Directions - Copy, exactly and without additions, every line in the records below from the one holding "positive clicks: (290, 116)" through the one holding "box: [0, 0, 450, 116]", both ends included.

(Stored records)
--- START ---
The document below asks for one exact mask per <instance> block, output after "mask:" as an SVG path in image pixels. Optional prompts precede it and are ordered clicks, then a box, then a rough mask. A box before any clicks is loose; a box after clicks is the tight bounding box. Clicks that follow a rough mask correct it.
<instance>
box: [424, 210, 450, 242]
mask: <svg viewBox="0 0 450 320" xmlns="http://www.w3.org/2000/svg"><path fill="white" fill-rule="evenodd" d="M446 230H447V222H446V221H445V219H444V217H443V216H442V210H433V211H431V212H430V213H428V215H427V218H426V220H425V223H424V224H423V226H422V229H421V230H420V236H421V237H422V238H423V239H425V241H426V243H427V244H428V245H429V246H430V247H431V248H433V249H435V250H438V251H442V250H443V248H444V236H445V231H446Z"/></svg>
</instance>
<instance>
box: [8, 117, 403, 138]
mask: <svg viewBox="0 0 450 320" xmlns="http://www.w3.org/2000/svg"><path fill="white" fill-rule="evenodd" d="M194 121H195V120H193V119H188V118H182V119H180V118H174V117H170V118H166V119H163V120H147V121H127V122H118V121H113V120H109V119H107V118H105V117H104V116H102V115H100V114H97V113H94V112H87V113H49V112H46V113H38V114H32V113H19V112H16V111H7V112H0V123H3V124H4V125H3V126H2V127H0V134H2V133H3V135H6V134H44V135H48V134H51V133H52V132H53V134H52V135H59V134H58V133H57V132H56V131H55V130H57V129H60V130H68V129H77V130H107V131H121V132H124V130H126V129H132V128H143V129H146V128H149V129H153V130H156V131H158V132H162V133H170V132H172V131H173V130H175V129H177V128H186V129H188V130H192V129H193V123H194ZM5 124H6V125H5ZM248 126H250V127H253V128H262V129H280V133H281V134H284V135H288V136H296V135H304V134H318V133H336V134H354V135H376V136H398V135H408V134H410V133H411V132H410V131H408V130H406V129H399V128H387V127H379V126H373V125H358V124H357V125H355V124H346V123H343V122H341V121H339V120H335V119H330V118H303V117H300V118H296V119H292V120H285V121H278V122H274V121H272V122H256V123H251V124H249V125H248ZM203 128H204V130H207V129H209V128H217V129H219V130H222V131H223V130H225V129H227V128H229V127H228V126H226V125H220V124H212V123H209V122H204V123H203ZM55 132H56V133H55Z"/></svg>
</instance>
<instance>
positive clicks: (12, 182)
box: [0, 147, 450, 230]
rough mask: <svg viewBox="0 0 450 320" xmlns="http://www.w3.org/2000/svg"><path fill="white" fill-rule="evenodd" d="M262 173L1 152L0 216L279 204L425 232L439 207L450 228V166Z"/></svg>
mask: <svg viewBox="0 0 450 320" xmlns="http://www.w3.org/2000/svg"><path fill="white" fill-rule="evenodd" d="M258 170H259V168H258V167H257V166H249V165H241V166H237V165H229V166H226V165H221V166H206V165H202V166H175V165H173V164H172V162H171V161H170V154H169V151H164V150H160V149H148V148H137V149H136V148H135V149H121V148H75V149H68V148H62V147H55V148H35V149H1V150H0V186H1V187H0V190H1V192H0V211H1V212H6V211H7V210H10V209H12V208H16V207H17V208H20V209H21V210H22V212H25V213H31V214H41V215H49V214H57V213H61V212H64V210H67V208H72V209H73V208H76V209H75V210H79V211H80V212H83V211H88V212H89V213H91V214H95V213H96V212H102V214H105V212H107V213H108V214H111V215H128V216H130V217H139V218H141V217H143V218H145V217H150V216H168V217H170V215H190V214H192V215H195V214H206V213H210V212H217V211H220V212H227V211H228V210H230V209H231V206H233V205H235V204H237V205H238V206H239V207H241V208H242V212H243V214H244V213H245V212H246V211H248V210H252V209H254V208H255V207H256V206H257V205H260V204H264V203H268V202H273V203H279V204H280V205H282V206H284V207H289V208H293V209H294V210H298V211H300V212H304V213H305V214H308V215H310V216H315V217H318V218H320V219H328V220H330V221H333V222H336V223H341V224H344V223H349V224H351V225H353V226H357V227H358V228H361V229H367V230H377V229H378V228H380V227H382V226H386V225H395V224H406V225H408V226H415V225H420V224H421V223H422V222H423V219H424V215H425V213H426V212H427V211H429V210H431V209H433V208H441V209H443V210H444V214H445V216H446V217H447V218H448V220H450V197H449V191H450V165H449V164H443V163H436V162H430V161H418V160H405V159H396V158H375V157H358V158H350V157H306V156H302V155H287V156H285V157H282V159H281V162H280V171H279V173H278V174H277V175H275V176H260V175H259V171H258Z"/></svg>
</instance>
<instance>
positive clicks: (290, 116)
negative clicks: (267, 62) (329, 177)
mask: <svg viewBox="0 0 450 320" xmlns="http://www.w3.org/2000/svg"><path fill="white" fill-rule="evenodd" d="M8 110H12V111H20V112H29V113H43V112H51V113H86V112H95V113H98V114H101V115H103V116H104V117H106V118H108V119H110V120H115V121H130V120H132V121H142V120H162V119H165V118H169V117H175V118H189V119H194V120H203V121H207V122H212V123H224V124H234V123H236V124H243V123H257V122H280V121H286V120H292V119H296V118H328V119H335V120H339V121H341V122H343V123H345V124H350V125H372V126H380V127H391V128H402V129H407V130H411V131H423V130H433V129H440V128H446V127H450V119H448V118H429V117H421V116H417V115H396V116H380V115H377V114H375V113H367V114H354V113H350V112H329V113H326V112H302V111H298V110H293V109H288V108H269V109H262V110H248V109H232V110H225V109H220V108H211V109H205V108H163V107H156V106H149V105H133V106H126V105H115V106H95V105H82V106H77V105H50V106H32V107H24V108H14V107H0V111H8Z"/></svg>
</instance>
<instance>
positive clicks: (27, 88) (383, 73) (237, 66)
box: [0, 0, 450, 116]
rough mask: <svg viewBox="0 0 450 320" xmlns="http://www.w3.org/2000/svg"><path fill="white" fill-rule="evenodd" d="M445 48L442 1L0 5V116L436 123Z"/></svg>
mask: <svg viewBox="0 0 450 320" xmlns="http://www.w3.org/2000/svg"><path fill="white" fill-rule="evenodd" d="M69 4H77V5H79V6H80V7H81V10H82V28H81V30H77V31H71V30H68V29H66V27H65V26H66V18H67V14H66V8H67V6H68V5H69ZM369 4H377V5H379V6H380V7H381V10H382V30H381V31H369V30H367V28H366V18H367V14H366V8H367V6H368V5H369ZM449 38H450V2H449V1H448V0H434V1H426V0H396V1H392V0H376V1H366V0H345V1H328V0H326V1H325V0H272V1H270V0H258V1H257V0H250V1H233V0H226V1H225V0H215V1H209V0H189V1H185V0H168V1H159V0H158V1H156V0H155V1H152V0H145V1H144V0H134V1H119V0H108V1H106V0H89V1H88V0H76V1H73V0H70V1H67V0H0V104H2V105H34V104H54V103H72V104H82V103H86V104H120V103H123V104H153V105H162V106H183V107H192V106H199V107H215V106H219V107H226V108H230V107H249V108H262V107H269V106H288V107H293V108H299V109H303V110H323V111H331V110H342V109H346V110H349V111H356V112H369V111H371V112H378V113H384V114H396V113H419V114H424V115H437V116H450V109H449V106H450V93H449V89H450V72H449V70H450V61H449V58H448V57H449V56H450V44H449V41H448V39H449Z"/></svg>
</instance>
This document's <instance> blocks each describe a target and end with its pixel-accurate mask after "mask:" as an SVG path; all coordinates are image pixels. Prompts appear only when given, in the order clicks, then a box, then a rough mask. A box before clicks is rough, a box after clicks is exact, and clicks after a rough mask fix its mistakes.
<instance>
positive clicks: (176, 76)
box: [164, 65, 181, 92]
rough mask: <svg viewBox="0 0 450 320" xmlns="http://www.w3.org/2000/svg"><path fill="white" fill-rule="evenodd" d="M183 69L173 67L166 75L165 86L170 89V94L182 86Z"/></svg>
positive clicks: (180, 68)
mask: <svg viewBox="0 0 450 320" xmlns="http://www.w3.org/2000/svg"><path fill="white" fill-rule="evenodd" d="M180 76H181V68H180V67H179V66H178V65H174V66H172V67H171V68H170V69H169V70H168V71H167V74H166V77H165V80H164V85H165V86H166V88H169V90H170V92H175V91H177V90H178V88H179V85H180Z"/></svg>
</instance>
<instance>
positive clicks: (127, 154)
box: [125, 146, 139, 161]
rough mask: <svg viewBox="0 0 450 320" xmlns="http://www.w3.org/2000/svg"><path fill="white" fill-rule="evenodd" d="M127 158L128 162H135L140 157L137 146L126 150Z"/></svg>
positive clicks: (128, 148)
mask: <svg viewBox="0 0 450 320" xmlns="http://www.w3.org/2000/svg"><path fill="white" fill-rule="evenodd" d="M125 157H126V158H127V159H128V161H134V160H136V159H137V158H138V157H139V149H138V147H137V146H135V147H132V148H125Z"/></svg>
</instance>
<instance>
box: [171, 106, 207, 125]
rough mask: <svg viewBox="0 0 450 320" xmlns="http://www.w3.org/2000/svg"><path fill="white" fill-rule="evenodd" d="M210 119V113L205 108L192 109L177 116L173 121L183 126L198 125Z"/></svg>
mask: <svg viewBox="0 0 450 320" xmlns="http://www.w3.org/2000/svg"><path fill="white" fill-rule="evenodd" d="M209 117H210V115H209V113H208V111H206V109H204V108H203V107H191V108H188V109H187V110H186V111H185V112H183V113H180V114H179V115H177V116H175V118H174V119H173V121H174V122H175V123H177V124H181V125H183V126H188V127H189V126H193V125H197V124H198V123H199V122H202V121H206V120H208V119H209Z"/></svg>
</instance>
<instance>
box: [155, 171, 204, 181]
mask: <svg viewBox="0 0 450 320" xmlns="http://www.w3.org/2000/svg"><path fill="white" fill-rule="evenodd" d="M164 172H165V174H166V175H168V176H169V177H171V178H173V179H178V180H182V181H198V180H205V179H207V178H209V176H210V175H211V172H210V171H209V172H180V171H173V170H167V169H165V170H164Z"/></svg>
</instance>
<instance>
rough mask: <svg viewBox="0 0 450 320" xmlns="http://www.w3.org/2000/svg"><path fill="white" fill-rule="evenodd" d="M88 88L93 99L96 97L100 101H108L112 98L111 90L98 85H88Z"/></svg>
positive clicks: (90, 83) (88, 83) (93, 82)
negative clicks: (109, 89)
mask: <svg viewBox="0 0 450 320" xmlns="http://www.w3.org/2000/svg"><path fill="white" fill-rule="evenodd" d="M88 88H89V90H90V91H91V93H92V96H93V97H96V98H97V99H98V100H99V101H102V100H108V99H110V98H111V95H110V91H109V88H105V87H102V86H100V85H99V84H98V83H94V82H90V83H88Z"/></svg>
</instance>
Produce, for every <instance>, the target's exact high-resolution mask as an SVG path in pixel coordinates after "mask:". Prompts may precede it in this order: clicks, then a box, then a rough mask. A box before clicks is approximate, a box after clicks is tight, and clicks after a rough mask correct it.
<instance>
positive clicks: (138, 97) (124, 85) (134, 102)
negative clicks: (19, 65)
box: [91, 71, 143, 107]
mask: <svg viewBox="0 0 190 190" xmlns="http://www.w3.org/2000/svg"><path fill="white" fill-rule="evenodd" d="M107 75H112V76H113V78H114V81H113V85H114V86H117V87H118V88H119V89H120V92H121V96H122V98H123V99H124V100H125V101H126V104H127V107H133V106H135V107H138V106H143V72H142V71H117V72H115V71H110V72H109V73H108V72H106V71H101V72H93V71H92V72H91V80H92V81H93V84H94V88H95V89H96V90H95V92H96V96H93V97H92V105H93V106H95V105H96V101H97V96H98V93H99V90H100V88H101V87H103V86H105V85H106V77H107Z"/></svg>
--- END ---
Written solution -
positive clicks: (290, 116)
negative clicks: (267, 62) (329, 177)
mask: <svg viewBox="0 0 450 320" xmlns="http://www.w3.org/2000/svg"><path fill="white" fill-rule="evenodd" d="M8 110H12V111H20V112H29V113H43V112H51V113H86V112H95V113H98V114H101V115H103V116H104V117H106V118H108V119H110V120H115V121H130V120H132V121H142V120H162V119H165V118H169V117H175V118H189V119H194V120H203V121H207V122H212V123H224V124H234V123H236V124H243V123H257V122H280V121H286V120H292V119H296V118H328V119H335V120H339V121H341V122H343V123H345V124H350V125H372V126H380V127H391V128H402V129H407V130H411V131H423V130H433V129H440V128H446V127H450V119H448V118H429V117H421V116H417V115H396V116H380V115H377V114H375V113H367V114H354V113H350V112H329V113H326V112H302V111H298V110H293V109H288V108H269V109H262V110H248V109H232V110H225V109H220V108H211V109H205V108H163V107H156V106H149V105H133V106H126V105H115V106H95V105H82V106H77V105H50V106H32V107H24V108H14V107H0V111H8Z"/></svg>
</instance>
<instance>
positive clicks: (27, 88) (383, 73) (237, 66)
box: [0, 0, 450, 116]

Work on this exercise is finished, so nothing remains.